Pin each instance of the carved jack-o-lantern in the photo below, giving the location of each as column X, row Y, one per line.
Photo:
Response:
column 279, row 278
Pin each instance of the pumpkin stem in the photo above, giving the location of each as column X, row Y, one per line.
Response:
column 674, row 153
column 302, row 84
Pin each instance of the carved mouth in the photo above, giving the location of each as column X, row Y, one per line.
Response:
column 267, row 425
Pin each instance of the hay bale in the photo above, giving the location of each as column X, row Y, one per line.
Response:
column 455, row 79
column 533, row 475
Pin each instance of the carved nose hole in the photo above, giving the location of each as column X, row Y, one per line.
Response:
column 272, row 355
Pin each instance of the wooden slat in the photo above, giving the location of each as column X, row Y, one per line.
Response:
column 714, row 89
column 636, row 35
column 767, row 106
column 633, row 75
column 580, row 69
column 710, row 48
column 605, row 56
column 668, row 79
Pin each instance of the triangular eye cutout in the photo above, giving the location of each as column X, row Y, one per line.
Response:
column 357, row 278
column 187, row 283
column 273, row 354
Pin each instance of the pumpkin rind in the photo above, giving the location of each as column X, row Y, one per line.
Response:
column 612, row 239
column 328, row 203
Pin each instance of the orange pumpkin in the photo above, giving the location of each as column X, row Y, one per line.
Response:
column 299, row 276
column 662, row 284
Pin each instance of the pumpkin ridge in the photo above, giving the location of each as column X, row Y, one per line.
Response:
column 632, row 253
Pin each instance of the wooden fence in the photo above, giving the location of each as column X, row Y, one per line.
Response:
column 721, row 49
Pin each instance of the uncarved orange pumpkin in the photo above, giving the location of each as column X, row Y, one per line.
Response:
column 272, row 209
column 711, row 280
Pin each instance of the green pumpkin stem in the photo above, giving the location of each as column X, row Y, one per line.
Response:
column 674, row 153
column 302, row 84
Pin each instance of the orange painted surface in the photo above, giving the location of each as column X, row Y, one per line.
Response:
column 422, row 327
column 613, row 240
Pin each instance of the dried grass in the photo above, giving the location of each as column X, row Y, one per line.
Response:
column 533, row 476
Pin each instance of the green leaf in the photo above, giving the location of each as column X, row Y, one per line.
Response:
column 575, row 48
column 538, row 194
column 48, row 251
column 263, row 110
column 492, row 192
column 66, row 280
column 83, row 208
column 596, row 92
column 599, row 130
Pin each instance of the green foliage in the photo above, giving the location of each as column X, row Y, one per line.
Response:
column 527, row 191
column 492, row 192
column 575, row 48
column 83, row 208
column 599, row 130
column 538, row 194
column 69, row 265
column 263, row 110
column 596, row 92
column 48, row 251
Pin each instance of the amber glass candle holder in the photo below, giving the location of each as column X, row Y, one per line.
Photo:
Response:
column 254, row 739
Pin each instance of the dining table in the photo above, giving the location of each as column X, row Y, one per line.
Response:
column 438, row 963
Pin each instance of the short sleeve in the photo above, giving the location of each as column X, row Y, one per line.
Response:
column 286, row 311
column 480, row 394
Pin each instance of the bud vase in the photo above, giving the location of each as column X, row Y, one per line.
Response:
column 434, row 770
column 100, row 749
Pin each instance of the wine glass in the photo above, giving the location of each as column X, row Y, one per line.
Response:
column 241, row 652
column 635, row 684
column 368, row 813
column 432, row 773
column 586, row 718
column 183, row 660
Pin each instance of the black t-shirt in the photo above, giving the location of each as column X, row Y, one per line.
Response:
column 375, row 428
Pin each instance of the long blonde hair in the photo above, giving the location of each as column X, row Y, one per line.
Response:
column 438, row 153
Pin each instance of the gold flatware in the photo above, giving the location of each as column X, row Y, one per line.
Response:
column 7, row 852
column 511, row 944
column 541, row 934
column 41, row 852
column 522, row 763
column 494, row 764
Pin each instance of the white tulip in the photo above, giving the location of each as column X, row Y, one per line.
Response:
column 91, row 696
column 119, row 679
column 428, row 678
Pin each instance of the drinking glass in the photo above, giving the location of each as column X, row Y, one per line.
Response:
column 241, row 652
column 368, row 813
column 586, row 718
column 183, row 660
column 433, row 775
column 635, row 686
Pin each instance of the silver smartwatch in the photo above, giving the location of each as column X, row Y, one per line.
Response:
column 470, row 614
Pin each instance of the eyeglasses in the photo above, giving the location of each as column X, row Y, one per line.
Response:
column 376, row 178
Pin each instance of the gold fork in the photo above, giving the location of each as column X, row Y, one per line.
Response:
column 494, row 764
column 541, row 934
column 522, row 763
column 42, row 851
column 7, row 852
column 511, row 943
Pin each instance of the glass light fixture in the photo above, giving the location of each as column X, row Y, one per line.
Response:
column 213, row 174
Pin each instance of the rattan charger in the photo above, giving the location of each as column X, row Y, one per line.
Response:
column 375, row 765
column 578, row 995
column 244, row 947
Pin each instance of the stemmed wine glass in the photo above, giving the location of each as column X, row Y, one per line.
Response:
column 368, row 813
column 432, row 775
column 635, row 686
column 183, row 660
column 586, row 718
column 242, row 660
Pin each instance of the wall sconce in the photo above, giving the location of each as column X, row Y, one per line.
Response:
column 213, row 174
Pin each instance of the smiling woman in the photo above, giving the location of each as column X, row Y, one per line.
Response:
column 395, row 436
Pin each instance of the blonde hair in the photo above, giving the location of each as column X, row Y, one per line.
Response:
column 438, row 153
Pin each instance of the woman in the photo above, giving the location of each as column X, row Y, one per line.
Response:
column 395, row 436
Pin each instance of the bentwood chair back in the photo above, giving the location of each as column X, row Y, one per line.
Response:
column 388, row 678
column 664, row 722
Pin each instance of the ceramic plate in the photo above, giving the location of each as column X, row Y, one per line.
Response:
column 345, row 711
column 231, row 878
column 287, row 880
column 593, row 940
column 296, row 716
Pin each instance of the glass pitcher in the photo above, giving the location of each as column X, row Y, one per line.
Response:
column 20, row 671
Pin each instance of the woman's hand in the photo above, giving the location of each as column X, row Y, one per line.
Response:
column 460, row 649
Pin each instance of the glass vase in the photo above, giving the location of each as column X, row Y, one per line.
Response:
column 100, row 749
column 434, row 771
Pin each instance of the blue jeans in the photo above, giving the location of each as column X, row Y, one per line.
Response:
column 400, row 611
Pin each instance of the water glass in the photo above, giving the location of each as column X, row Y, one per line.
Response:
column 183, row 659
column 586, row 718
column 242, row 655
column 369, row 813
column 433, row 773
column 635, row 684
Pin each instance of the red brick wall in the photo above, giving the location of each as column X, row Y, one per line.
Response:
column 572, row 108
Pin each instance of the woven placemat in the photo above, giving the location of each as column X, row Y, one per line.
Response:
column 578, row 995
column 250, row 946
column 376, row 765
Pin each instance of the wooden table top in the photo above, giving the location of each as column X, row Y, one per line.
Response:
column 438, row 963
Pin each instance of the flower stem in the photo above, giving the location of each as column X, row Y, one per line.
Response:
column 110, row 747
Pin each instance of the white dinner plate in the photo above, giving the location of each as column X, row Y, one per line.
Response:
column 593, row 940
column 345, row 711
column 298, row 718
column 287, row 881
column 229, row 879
________
» PROBLEM TO WORK ON: Rewrite everything in the material from the line containing "Pin each instance of the carved mouth" down to the line containing "column 711, row 280", replacing "pumpkin rind" with "pumpkin skin" and leaving all else unchanged.

» ANSWER TO THE TASK:
Pin each instance of the carved mouth in the photo above, giving the location of each as column X, row Y, one per line.
Response:
column 267, row 425
Pin each instance of the hay bale in the photo above, giving the location of each as column X, row Y, one per line.
Response:
column 455, row 79
column 533, row 475
Pin each instance of the carved nose hole in the photo above, giving the location of each as column X, row Y, one per line.
Response:
column 272, row 355
Pin each instance of the wooden slat in the photo above, giving the location of each as column X, row Y, one per line.
Response:
column 714, row 89
column 636, row 35
column 767, row 106
column 633, row 75
column 580, row 69
column 710, row 48
column 605, row 56
column 668, row 79
Pin each instance of the triangular eye cutout in the photo above, giving the location of each as column X, row Y, one per line.
Response:
column 357, row 278
column 187, row 283
column 273, row 354
Pin each instance of the pumpkin skin in the photo above, giving the location of each as column X, row Y, one per line.
Response:
column 612, row 239
column 328, row 203
Pin each instance of the orange pumpkin in the photo above, giving the location of each as column X, row Y, one per line.
Response:
column 299, row 276
column 662, row 284
Pin each instance of the pumpkin ridge in the photo above, giving the location of each as column X, row Y, one per line.
Response:
column 632, row 253
Pin each instance of the wooden fence in the photo above, giving the location of each as column X, row Y, one per line.
Response:
column 721, row 49
Pin each instance of the uncarved orange pumpkin in the photo above, giving the location of each as column X, row Y, one per line.
Response:
column 272, row 209
column 711, row 280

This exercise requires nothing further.